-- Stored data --

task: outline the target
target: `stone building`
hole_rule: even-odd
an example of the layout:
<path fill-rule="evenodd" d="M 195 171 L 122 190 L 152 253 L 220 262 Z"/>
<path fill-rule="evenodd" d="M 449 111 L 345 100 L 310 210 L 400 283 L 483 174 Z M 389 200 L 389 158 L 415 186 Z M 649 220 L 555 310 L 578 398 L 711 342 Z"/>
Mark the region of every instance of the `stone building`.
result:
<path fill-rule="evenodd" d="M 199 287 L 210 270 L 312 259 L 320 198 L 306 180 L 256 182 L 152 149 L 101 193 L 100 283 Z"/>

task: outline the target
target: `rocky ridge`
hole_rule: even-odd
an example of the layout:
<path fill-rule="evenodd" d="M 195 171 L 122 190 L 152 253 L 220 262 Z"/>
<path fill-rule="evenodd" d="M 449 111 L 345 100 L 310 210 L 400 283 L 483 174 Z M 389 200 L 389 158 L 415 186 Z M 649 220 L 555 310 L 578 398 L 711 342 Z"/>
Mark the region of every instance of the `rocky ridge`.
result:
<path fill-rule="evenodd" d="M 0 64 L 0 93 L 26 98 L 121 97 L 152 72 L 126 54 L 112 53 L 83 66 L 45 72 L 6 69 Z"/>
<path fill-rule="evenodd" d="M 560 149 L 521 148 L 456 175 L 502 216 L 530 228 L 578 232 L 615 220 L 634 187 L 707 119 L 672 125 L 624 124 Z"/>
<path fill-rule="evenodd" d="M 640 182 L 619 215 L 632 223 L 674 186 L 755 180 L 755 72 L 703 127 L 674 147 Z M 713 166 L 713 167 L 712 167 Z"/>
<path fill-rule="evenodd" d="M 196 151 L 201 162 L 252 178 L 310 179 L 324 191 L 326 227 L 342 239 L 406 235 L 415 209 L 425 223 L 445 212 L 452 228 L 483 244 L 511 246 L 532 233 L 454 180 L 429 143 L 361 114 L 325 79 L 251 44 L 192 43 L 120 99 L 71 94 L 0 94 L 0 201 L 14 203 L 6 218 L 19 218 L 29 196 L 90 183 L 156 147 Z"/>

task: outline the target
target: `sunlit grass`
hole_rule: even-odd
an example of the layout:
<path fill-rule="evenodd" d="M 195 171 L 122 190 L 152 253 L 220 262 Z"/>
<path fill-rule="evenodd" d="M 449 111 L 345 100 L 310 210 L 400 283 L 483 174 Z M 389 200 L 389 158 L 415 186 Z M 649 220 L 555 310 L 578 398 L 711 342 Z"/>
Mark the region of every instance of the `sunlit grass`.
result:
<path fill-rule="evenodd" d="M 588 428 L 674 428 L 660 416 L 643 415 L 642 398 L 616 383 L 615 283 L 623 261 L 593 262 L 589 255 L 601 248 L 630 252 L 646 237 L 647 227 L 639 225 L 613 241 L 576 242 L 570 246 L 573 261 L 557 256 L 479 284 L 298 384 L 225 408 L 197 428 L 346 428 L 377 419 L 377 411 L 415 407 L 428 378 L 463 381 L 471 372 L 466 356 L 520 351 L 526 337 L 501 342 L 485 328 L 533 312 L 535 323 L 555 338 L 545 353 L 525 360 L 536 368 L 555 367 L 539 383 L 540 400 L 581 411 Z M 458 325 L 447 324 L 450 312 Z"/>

-- TASK DETAILS --
Repeat back the data above, exact to the last character.

-- EXERCISE OUTPUT --
task: outline the target
target: `stone building`
hole_rule: even-odd
an example of the layout:
<path fill-rule="evenodd" d="M 195 171 L 122 190 L 152 253 L 220 262 Z"/>
<path fill-rule="evenodd" d="M 449 111 L 345 100 L 310 210 L 400 283 L 483 174 Z M 389 200 L 389 158 L 415 186 Z M 649 220 L 555 310 L 578 398 L 711 342 Z"/>
Mark the region of every instance of the `stone building`.
result:
<path fill-rule="evenodd" d="M 199 287 L 210 270 L 312 259 L 320 198 L 306 180 L 256 182 L 152 149 L 101 193 L 100 283 Z"/>

task: outline the target
target: `rocky ridge`
hole_rule: even-odd
an example of the layout:
<path fill-rule="evenodd" d="M 195 171 L 122 190 L 152 253 L 220 262 Z"/>
<path fill-rule="evenodd" d="M 449 111 L 345 100 L 310 210 L 400 283 L 483 174 Z M 389 200 L 389 158 L 415 186 Z M 649 220 L 555 310 L 578 398 L 711 342 Z"/>
Mark the region of every instance of the `rocky ridge`.
result:
<path fill-rule="evenodd" d="M 0 64 L 0 93 L 26 98 L 121 97 L 152 72 L 126 54 L 112 53 L 83 66 L 45 72 L 6 69 Z"/>
<path fill-rule="evenodd" d="M 560 149 L 521 148 L 456 175 L 502 216 L 530 228 L 578 232 L 615 220 L 634 187 L 707 119 L 672 125 L 624 124 Z"/>
<path fill-rule="evenodd" d="M 640 182 L 619 215 L 632 223 L 674 186 L 755 180 L 755 72 L 703 127 L 674 147 Z M 713 166 L 713 167 L 712 167 Z"/>
<path fill-rule="evenodd" d="M 196 151 L 201 162 L 252 178 L 310 179 L 324 191 L 326 227 L 342 239 L 406 235 L 415 209 L 425 223 L 445 212 L 452 228 L 483 244 L 511 246 L 532 233 L 454 180 L 429 143 L 361 114 L 325 79 L 251 44 L 192 43 L 120 99 L 71 94 L 0 94 L 0 201 L 14 203 L 6 218 L 19 218 L 29 196 L 90 183 L 156 147 Z"/>

task: outline the target
target: `sunlit grass`
hole_rule: even-odd
an example of the layout:
<path fill-rule="evenodd" d="M 195 171 L 122 190 L 152 253 L 220 262 Z"/>
<path fill-rule="evenodd" d="M 449 111 L 345 100 L 310 210 L 400 283 L 483 174 Z M 389 200 L 389 158 L 415 186 Z M 649 220 L 555 310 L 578 398 L 711 342 Z"/>
Mark the region of every instance of the `sunlit grass`.
result:
<path fill-rule="evenodd" d="M 588 428 L 674 428 L 660 416 L 643 415 L 642 398 L 616 383 L 615 283 L 623 261 L 593 262 L 589 255 L 601 248 L 630 252 L 646 237 L 647 227 L 639 225 L 613 241 L 576 242 L 570 246 L 573 261 L 557 256 L 479 284 L 298 384 L 225 408 L 197 428 L 346 428 L 377 419 L 377 411 L 415 407 L 428 378 L 463 381 L 471 372 L 466 356 L 520 351 L 526 337 L 501 342 L 485 328 L 533 312 L 535 323 L 555 338 L 545 353 L 525 360 L 536 368 L 555 367 L 539 383 L 540 400 L 581 411 Z M 458 325 L 447 324 L 450 312 Z"/>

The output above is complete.